Exercise set:
**1)** In the piece on budget deficits, what did Keynes envision?
**2)** Reproduce the piece on budget deficits word for word, starting at "It would also" and ending at "than to expansions.".

Deficits 'R Us!
The administration is planning more "stimulus" and another trillion dollar-plus deficit, while trumpeting a small "freeze" on certain programs. The budget apparently also assumes revenues next fiscal year from a cap-and-trade bill that appears to be permanently stalled, as well as from politically difficult cuts/freezes in such matters as farm payouts. There is no hope, and the unfunded liabilities continue to accrue off-balance sheet in addition to the deficit that is put out there for public consumption.
If one believes in balance as an important part of life, then financial imbalances strike one as inappropriate.
This government continues to borrow massively for routine expenditures on the elderly and poor. This administration has chosen to surge in Afghanistan. These expenditures are what are driving the budget deficit.
Keynes envisioned true surpluses in good times to balance deficits in bad times. This has not happened for decades. The years of gridlock when Bill Clinton was president did see balanced or surplus budgets on a cash basis, but all the while unfunded liabilities were accruing each year that substantially exceeded any cash surpluses. Any business would have shown deficits year after year.
America's day of financial reckoning is approaching. An inflationary straw in the wind is the obscure issue of the Fed considering paying interest on bank reserves. Anyone who understands banking knows that the whole point of a reserve at a central bank was to restrain inflation and have a stable amount of capital that specifically did not earn interest. A better way for the Fed to reverse its money printing would be for it to sell its securities into the marketplace as the economy improves.
From an economic and financial standpoint, the simplest way out of the budgetary crisis is to diminish expenditures that have little, no or negative return on investment and support those that ultimately bring in revenue. Thus this means spending fewer taxpayer dollars on intensive medical treatments for the elderly unless the public specifically votes for much higher taxes to support this worthy humanitarian practice.
It would also mean relatively fewer taxes on labor of all sorts, whether that labor is physical, white collar or managerial.
The accounts will balance in the end, one way or another.
Just as the elected representatives of the public specialize in a grand extend and pretend strategy, so do investors and speculators in the financial markets. The money-printing is having an effect, but given the depression in residential housing, the largest driver of economic expansions is to a large extent missing in action and thus the money-printing has gone, as it were, to shoring up the foundations of the economy rather than to expansions.
Thus we see many 2-year charts of such assets as numerous listed stocks, the Aussie dollar and silver that failed to exceed their 2008 highs despite a large % move off their bottom, and have now begun to roll over.

Collected material:
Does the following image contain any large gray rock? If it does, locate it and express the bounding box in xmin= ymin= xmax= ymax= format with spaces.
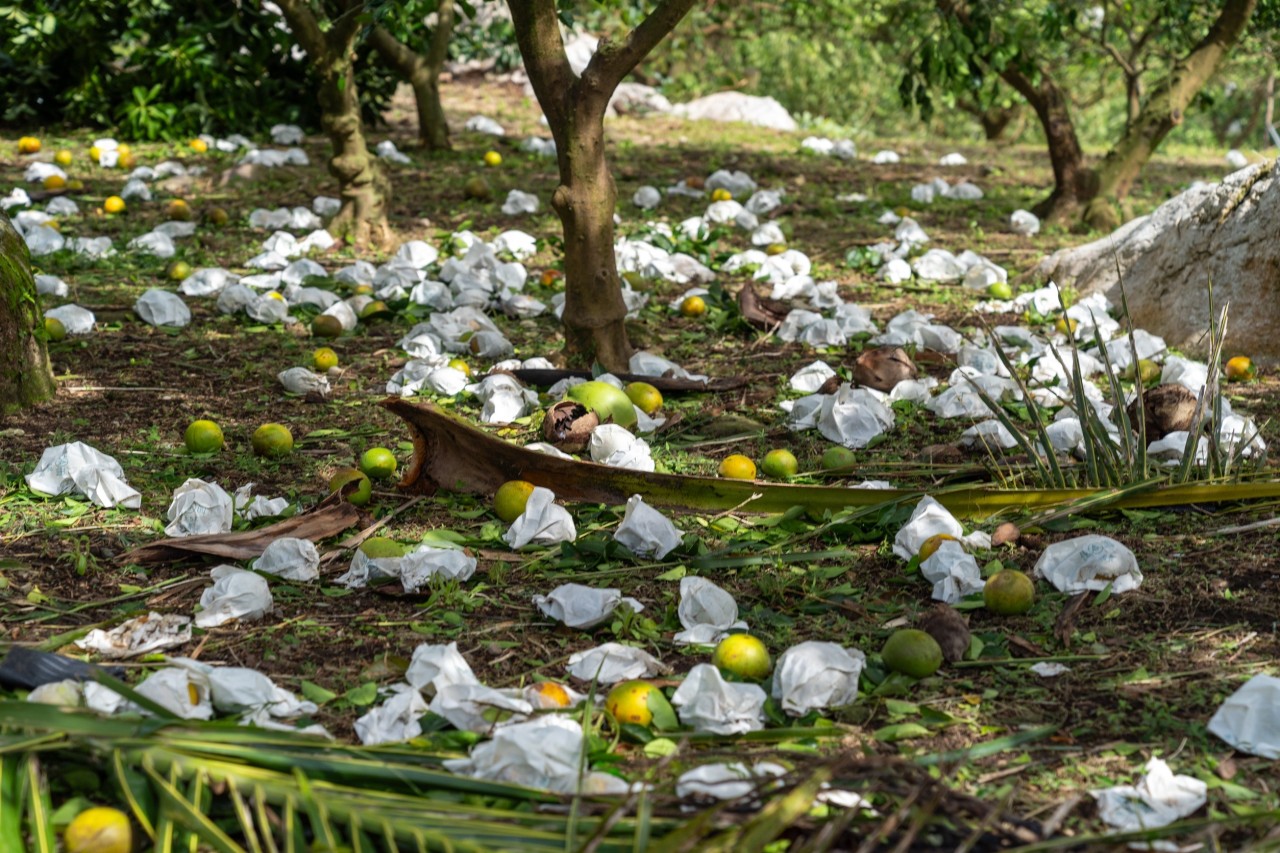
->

Task results:
**1)** True surpluses in good times to balance deficits in bad times.

**2)**
It would also mean relatively fewer taxes on labor of all sorts, whether that labor is physical, white collar or managerial.
The accounts will balance in the end, one way or another.
Just as the elected representatives of the public specialize in a grand extend and pretend strategy, so do investors and speculators in the financial markets. The money-printing is having an effect, but given the depression in residential housing, the largest driver of economic expansions is to a large extent missing in action and thus the money-printing has gone, as it were, to shoring up the foundations of the economy rather than to expansions.